--- AIM OF THE EXERCISE ---
Every entry must appear in the answer exactly as it does here.

--- THE INPUT ---
╔══

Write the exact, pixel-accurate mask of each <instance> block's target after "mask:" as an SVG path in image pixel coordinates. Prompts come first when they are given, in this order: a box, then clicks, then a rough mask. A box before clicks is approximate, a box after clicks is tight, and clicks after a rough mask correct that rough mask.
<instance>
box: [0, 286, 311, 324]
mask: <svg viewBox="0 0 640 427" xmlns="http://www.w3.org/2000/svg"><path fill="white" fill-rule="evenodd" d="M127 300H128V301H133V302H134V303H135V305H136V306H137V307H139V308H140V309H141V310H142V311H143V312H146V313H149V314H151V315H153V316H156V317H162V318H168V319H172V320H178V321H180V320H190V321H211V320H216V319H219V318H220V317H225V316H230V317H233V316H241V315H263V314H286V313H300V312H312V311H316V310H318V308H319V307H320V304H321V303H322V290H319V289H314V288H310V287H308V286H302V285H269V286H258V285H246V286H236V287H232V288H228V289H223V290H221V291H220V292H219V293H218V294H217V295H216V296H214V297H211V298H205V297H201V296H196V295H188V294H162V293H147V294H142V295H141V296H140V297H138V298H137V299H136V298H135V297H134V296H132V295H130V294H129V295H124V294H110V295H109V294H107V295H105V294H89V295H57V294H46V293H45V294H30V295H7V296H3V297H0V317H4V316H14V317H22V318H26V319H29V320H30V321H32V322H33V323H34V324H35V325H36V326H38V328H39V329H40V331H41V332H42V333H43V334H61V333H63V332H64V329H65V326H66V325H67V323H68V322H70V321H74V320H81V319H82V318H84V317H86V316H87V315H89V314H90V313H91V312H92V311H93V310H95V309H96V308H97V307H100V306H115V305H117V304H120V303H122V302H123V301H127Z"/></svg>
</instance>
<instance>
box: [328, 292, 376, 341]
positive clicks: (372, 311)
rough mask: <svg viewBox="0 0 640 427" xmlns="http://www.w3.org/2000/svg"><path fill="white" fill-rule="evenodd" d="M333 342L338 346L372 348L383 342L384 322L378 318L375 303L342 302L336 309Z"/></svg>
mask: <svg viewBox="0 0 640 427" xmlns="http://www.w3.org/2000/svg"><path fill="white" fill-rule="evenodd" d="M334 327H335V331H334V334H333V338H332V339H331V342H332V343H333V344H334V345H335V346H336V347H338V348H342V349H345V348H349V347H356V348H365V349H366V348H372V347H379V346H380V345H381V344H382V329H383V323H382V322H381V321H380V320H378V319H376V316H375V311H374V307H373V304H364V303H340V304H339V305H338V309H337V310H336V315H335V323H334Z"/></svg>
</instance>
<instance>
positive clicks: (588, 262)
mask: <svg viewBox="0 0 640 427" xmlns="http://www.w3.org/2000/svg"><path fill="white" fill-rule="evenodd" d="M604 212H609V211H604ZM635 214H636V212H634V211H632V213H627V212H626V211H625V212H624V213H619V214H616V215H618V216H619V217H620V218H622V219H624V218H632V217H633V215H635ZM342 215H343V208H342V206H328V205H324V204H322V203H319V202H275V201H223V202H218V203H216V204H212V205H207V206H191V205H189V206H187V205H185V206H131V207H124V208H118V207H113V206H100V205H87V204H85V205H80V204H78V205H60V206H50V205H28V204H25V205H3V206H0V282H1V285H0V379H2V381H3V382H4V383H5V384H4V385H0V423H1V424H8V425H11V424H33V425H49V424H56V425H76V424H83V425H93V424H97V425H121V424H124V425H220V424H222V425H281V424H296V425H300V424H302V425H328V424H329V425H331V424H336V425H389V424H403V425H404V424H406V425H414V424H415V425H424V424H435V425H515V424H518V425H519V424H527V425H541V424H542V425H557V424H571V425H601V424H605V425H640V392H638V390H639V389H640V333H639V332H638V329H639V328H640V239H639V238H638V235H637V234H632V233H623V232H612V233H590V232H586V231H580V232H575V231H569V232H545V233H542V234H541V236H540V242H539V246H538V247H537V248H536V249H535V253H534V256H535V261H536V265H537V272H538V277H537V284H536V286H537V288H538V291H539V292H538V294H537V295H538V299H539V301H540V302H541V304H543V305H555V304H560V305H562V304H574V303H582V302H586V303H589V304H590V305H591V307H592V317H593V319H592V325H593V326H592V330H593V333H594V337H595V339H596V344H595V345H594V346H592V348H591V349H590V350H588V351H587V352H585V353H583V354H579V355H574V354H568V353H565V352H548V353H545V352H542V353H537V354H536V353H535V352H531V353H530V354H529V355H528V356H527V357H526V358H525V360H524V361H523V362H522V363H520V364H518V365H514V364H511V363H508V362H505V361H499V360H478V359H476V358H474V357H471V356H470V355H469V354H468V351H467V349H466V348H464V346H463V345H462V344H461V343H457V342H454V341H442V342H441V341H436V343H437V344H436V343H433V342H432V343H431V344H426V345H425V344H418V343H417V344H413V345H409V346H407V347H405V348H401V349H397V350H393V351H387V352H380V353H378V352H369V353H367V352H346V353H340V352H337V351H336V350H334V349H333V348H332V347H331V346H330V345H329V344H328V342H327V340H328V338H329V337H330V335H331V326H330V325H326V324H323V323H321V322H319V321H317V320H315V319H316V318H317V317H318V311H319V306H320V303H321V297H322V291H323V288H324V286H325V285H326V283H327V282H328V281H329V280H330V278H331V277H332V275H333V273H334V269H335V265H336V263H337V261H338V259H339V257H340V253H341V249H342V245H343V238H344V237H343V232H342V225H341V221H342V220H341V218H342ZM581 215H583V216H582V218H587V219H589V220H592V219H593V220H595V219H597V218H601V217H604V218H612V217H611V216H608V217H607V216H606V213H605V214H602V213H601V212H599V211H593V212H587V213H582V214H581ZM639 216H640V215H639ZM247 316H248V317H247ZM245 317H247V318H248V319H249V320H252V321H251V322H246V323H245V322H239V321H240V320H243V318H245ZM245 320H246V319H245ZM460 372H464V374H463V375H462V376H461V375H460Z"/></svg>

╚══

--- COMPLETED EXERCISE ---
Write the exact, pixel-accurate mask of each <instance> block's target after "mask:" as an SVG path in image pixel coordinates. Prompts come first when they are given, in this order: a box, then clicks, then a rough mask. A box before clicks is approximate, a box after clicks is tight, and clicks after a rough mask correct that rough mask.
<instance>
box: [0, 286, 311, 324]
mask: <svg viewBox="0 0 640 427" xmlns="http://www.w3.org/2000/svg"><path fill="white" fill-rule="evenodd" d="M127 300H128V301H133V302H134V303H135V305H136V306H137V307H139V308H140V309H141V310H142V311H143V312H146V313H149V314H151V315H153V316H156V317H162V318H168V319H172V320H178V321H180V320H190V321H211V320H216V319H219V318H220V317H225V316H230V317H233V316H241V315H263V314H286V313H300V312H312V311H316V310H318V308H319V307H320V304H321V303H322V290H319V289H314V288H310V287H308V286H302V285H269V286H258V285H246V286H236V287H232V288H228V289H223V290H221V291H220V292H219V293H218V294H217V295H216V296H214V297H211V298H205V297H201V296H196V295H188V294H162V293H147V294H142V295H141V296H140V297H138V298H137V299H136V298H135V297H134V296H132V295H130V294H129V295H124V294H110V295H109V294H107V295H105V294H89V295H57V294H46V293H45V294H30V295H7V296H3V297H0V317H4V316H14V317H22V318H26V319H29V320H30V321H32V322H33V323H34V324H35V325H36V326H38V328H39V329H40V331H41V332H42V333H43V334H61V333H63V332H64V329H65V326H66V325H67V323H68V322H70V321H74V320H81V319H82V318H84V317H86V316H87V315H89V314H90V313H91V312H92V311H93V310H95V309H96V308H97V307H100V306H115V305H117V304H120V303H122V302H123V301H127Z"/></svg>
</instance>
<instance>
box: [328, 292, 376, 341]
positive clicks: (372, 311)
rough mask: <svg viewBox="0 0 640 427" xmlns="http://www.w3.org/2000/svg"><path fill="white" fill-rule="evenodd" d="M333 342L338 346L372 348L383 342L384 322L378 318L375 303L342 302L336 309Z"/></svg>
mask: <svg viewBox="0 0 640 427" xmlns="http://www.w3.org/2000/svg"><path fill="white" fill-rule="evenodd" d="M334 327H335V331H334V334H333V338H332V339H331V342H332V343H333V344H334V345H335V346H336V347H338V348H342V349H345V348H349V347H356V348H365V349H366V348H372V347H379V346H380V345H381V344H382V329H383V323H382V322H381V321H380V320H378V319H376V316H375V311H374V307H373V304H364V303H340V304H339V305H338V309H337V310H336V315H335V323H334Z"/></svg>
</instance>
<instance>
positive clicks: (588, 262)
mask: <svg viewBox="0 0 640 427" xmlns="http://www.w3.org/2000/svg"><path fill="white" fill-rule="evenodd" d="M604 212H609V211H604ZM635 214H636V212H634V211H632V213H627V212H626V211H625V212H624V213H619V214H616V215H618V216H619V217H620V218H622V219H624V218H632V217H633V215H635ZM342 215H343V208H342V206H328V205H324V204H322V203H319V202H275V201H223V202H218V203H216V204H212V205H207V206H191V205H189V206H187V205H185V206H131V207H124V208H118V207H113V206H100V205H87V204H85V205H80V204H78V205H60V206H50V205H28V204H25V205H3V206H0V282H1V285H0V379H2V381H3V382H4V383H5V384H4V385H0V423H1V424H8V425H11V424H33V425H49V424H56V425H76V424H83V425H93V424H97V425H121V424H124V425H220V424H222V425H281V424H296V425H300V424H302V425H328V424H329V425H331V424H336V425H389V424H403V425H404V424H406V425H414V424H415V425H424V424H435V425H515V424H518V425H519V424H527V425H541V424H542V425H557V424H571V425H601V424H605V425H640V392H638V390H639V389H640V333H639V332H638V329H639V328H640V239H639V238H638V235H637V234H632V233H623V232H612V233H590V232H586V231H580V232H575V231H569V232H545V233H542V234H541V236H540V242H539V246H538V247H537V248H536V249H535V253H534V256H535V261H536V265H537V272H538V277H537V284H536V286H537V288H538V291H539V292H538V294H537V295H538V299H539V301H540V302H541V304H543V305H555V304H560V305H562V304H574V303H582V302H586V303H589V304H590V305H591V307H592V317H593V319H592V325H593V326H592V330H593V333H594V337H595V339H596V344H595V345H594V346H592V348H591V349H590V350H588V351H587V352H585V353H583V354H579V355H574V354H568V353H565V352H548V353H545V352H542V353H537V354H536V353H535V352H531V353H530V354H529V355H528V356H527V357H526V358H525V360H524V361H523V362H522V363H520V364H518V365H514V364H511V363H508V362H505V361H499V360H478V359H476V358H474V357H471V356H470V355H469V354H468V351H467V349H466V348H464V346H463V345H462V344H461V343H457V342H454V341H442V342H441V341H436V343H437V344H436V343H433V342H432V343H431V344H426V345H425V344H418V343H417V344H413V345H409V346H407V347H405V348H401V349H397V350H393V351H387V352H380V353H378V352H369V353H367V352H346V353H340V352H337V351H336V350H334V349H333V348H332V347H331V346H330V345H329V344H328V342H327V340H328V338H329V337H330V335H331V326H330V325H326V324H323V323H321V322H319V321H317V320H315V319H316V318H317V317H318V311H319V306H320V303H321V297H322V291H323V288H324V286H325V285H326V283H327V282H328V281H329V280H330V278H331V277H332V275H333V273H334V269H335V265H336V263H337V261H338V259H339V257H340V253H341V249H342V245H343V238H344V237H343V232H342V225H341V221H342V220H341V218H342ZM581 215H583V216H582V218H587V219H589V220H592V219H593V220H595V219H597V218H601V217H604V218H612V217H611V216H608V217H607V216H606V213H605V214H602V213H601V212H599V211H593V212H587V213H582V214H581ZM639 216H640V215H639ZM247 316H248V317H247ZM245 317H247V318H248V319H249V320H252V321H251V322H246V323H245V322H239V321H240V320H243V318H245ZM245 320H246V319H245ZM460 372H464V374H463V375H462V376H461V375H460Z"/></svg>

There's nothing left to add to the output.